>> Start ARTICLE

?? Day 36: Exploring Practical SQL Implementation - Part 8??

A. Window/Analytic Functions in SQL:-

In SQL, Window/Analytic Functions bring a new dimension to data analysis by providing insights within a specific window of data. These functions operate over a range of rows related to the current row, allowing for advanced computations.

Here is a list of common Window/Analytic Functions in SQL:

1. RANK(): - Assigns a unique rank to each distinct row within the result set based on the ORDER BY clause. Rows with equal values receive the same rank, and the next rank is skipped.

2. DENSE_RANK():- Similar to RANK(), but it doesn't skip the next rank if there are equal values. It assigns consecutive ranks to rows with equal values.

3. ROW_NUMBER():- Assigns a unique number to each row within the result set. Unlike RANK() and DENSE_RANK(), it doesn't consider equal values.

4. LEAD():- Provides access to a row at a specified physical offset following that row within the result set. It's useful for comparing a row with subsequent rows.

5. LAG():- Similar to LEAD(), but provides access to a row at a specified physical offset preceding that row within the result set. It's useful for comparing a row with preceding rows.

6. FIRST_VALUE():- Returns the value of a specified expression for the first row within the window frame.

7. LAST_VALUE():- Returns the value of a specified expression for the last row within the window frame.

8. CUME_DIST():- Calculates the cumulative distribution of a value within a group of values.

9. PERCENT_RANK():- Calculates the relative rank of a value within a group of values.

10. NTILE():- Divides the result set into a specified number of roughly equal parts, assigning a bucket number to each row.

11. SUM():- Calculates the sum of a numeric column over a specified window frame.

12. AVG():- Calculates the average of a numeric column over a specified window frame.

13. MIN():- Returns the minimum value of a column over a specified window frame.

14. MAX():- Returns the maximum value of a column over a specified window frame.

15. COUNT():- Counts the number of rows in a window frame.

These functions are powerful tools for performing complex analytical operations within specific subsets of data in SQL queries.

Let's walk through examples for each of the Window/Analytic Functions:

1. RANK():

  • Query:

SELECT student_id, first_name, last_name, gender, fees_paid,
RANK() OVER (PARTITION BY gender ORDER BY fees_paid) AS rank_val
FROM student;        

  • Output:

| student_id | first_name | last_name | gender | fees_paid | rank_val |
|------------|------------|-----------|--------|-----------|----------|
| 1          | Jignesh    | Kumar     | Male   | 1000      | 1        |
| 2          | Kriti      | Kumari    | Female | 1200      | 1        |
| 3          | Siddharth  | Kumar     | Male   | 800       | 2        |
        

  • Use Case: Ranking students based on fees_paid within each gender group.

>> End ARTICLE
>> Start DATA ENTRIES

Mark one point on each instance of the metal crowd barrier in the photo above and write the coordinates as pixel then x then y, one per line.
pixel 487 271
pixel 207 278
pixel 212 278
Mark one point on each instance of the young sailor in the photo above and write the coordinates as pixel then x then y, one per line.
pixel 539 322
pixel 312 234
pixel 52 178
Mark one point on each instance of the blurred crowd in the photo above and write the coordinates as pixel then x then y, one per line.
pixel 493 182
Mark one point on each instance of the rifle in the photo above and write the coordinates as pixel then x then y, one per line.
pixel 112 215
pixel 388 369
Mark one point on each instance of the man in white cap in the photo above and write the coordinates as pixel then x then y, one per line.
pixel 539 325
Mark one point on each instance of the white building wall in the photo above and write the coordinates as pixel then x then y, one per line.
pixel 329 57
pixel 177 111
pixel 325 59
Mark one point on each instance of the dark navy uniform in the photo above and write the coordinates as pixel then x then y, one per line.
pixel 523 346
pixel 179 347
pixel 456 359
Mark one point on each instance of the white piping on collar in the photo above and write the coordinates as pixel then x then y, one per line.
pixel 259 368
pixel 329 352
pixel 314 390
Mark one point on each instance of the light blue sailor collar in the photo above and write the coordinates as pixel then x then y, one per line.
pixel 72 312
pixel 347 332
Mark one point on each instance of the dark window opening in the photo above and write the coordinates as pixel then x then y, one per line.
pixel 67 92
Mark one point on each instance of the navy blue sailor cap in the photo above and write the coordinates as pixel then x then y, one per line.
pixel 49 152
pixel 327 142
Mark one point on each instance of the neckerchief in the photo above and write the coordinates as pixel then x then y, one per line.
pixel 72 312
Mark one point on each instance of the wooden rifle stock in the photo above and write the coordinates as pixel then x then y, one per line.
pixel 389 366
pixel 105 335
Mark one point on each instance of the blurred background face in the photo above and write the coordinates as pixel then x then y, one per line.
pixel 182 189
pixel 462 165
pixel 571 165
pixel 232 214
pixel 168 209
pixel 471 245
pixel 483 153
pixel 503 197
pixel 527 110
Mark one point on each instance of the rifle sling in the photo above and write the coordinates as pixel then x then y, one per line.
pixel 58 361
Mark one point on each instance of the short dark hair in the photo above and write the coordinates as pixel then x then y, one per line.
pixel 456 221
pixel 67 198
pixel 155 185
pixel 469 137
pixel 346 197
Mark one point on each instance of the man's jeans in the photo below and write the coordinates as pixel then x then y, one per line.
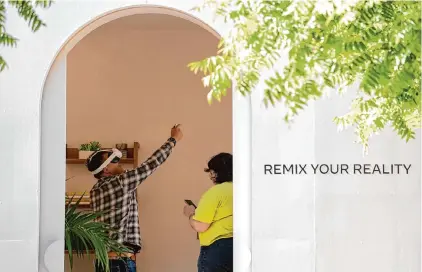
pixel 123 265
pixel 217 257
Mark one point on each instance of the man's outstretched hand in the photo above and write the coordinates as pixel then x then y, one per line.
pixel 176 132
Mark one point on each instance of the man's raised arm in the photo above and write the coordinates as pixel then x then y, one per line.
pixel 133 178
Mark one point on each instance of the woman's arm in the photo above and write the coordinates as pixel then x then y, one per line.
pixel 198 226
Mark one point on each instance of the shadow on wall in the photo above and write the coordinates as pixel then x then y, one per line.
pixel 128 81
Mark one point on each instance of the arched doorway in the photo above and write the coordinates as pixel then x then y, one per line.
pixel 53 113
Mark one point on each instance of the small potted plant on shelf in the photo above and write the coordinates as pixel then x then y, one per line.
pixel 85 150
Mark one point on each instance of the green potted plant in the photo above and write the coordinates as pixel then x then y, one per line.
pixel 85 150
pixel 84 235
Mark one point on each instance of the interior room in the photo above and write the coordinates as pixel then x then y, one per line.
pixel 128 83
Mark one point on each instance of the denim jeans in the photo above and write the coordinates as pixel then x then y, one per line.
pixel 217 257
pixel 123 265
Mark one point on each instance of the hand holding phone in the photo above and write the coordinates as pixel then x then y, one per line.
pixel 189 202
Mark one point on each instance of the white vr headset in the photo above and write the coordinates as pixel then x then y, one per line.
pixel 115 153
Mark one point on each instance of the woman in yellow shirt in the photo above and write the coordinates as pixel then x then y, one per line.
pixel 213 218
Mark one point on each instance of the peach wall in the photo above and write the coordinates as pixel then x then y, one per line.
pixel 127 84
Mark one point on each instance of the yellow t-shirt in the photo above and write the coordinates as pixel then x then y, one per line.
pixel 216 208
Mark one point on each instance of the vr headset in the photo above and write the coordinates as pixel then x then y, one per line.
pixel 114 156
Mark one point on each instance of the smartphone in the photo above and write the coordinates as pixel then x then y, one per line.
pixel 189 202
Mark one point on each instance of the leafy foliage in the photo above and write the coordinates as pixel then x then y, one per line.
pixel 83 233
pixel 324 45
pixel 27 10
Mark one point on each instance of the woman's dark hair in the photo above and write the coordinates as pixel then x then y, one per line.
pixel 222 165
pixel 94 161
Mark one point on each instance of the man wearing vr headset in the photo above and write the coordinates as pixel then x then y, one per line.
pixel 115 193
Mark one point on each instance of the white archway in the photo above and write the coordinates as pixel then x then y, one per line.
pixel 53 127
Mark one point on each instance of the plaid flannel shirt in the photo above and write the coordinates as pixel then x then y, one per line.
pixel 116 196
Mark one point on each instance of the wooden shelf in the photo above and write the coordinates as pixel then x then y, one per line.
pixel 72 156
pixel 82 161
pixel 91 251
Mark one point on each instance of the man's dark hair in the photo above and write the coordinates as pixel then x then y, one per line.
pixel 94 161
pixel 222 165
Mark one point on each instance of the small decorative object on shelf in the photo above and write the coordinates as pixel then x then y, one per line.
pixel 87 149
pixel 82 198
pixel 123 148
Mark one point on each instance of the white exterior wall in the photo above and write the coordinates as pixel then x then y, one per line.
pixel 302 223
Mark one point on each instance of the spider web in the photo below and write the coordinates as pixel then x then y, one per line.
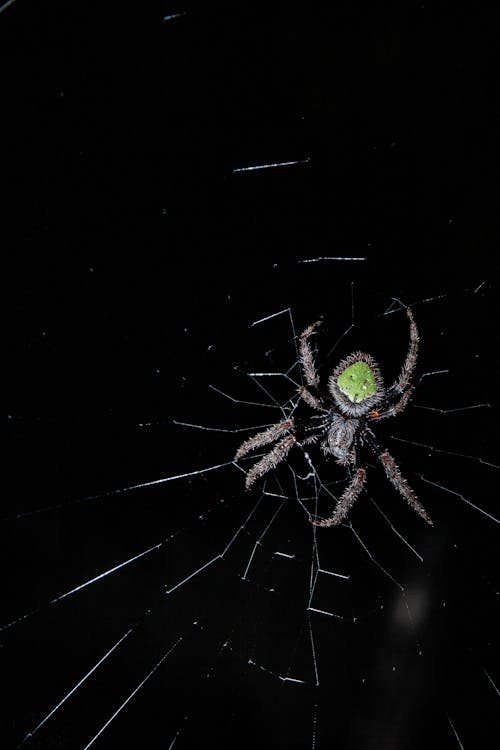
pixel 184 608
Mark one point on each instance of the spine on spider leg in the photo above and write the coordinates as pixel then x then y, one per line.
pixel 346 501
pixel 306 355
pixel 399 482
pixel 411 357
pixel 265 437
pixel 310 400
pixel 270 460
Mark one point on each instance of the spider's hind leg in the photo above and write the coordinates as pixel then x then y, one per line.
pixel 346 500
pixel 400 483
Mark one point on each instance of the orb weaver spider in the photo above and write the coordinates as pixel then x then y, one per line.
pixel 353 399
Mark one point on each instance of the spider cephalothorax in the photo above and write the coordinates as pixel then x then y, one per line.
pixel 355 396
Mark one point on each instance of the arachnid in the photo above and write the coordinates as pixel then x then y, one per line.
pixel 353 399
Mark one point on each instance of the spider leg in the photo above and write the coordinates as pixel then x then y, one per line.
pixel 265 437
pixel 398 407
pixel 310 400
pixel 400 483
pixel 306 355
pixel 270 460
pixel 404 378
pixel 346 500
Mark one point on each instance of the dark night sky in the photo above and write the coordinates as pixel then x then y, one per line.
pixel 135 256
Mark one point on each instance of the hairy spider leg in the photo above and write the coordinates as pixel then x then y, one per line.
pixel 396 408
pixel 310 400
pixel 265 437
pixel 400 483
pixel 396 478
pixel 307 356
pixel 345 501
pixel 270 460
pixel 403 381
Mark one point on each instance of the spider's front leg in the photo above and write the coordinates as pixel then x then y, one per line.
pixel 403 381
pixel 309 368
pixel 402 388
pixel 265 437
pixel 275 455
pixel 307 356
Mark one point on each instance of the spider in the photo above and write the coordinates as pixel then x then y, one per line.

>> End DATA ENTRIES

→ **REQUIRED WORK**:
Extend the article on SQL window functions above, starting after its last sentence.

→ **REPLY TO THE EXERCISE**:
2. DENSE_RANK():

  • Query:

SELECT department_id, salary, DENSE_RANK() OVER (PARTITION BY department_id ORDER BY salary) AS dense_rank_val
FROM employees;        

  • Output:

| department_id | salary | dense_rank_val |
|---------------|--------|-----------------|
| 1             | 5000   | 1               |
| 1             | 6000   | 2               |
| 2             | 7000   | 1               |        

  • Use Case: Assigning dense ranks based on salary within each department

3. ROW_NUMBER():

  • Query:

SELECT department_id, salary, ROW_NUMBER() OVER (PARTITION BY department_id ORDER BY salary) AS row_number_val
FROM employees;        

  • Output:

| department_id | salary | row_number_val |
|---------------|--------|----------------|
| 1             | 5000   | 1              |
| 1             | 6000   | 2              |
| 2             | 7000   | 1              |        

  • Use Case: Assigning row numbers based on salary within each department.

4. LEAD():

  • Query:

SELECT employee_id, salary, LEAD(salary) OVER (ORDER BY salary) AS next_salary
FROM employees;        

  • Output:

| employee_id | salary | next_salary |
|-------------|--------|-------------|
| 1           | 5000   | 6000        |
| 2           | 6000   | 7000        |
| 3           | 7000   | NULL        |
        

  • Use Case: Comparing an employee's salary with the next employee's salary.

5. LAG():

  • Query:

SELECT employee_id, salary, LAG(salary) OVER (ORDER BY salary) AS prev_salary
FROM employees;        

  • Output:

| employee_id | salary | prev_salary |
|-------------|--------|-------------|
| 1           | 5000   | NULL        |
| 2           | 6000   | 5000        |
| 3           | 7000   | 6000        |        

  • Use Case: Comparing an employee's salary with the previous employee's salary.

6. FIRST_VALUE():

  • Query:

SELECT department_id, employee_id, salary,
FIRST_VALUE(employee_id) OVER (PARTITION BY department_id ORDER BY salary) AS first_emp_id
FROM employees;        

  • Output:

| department_id | employee_id | salary | first_emp_id |
|---------------|-------------|--------|--------------|
| 1             | 1           | 5000   | 1            |
| 1             | 2           | 6000   | 1            |
| 2             | 3           | 7000   | 3            |
        

  • Use Case: Finding the first employee_id within each department based on salary.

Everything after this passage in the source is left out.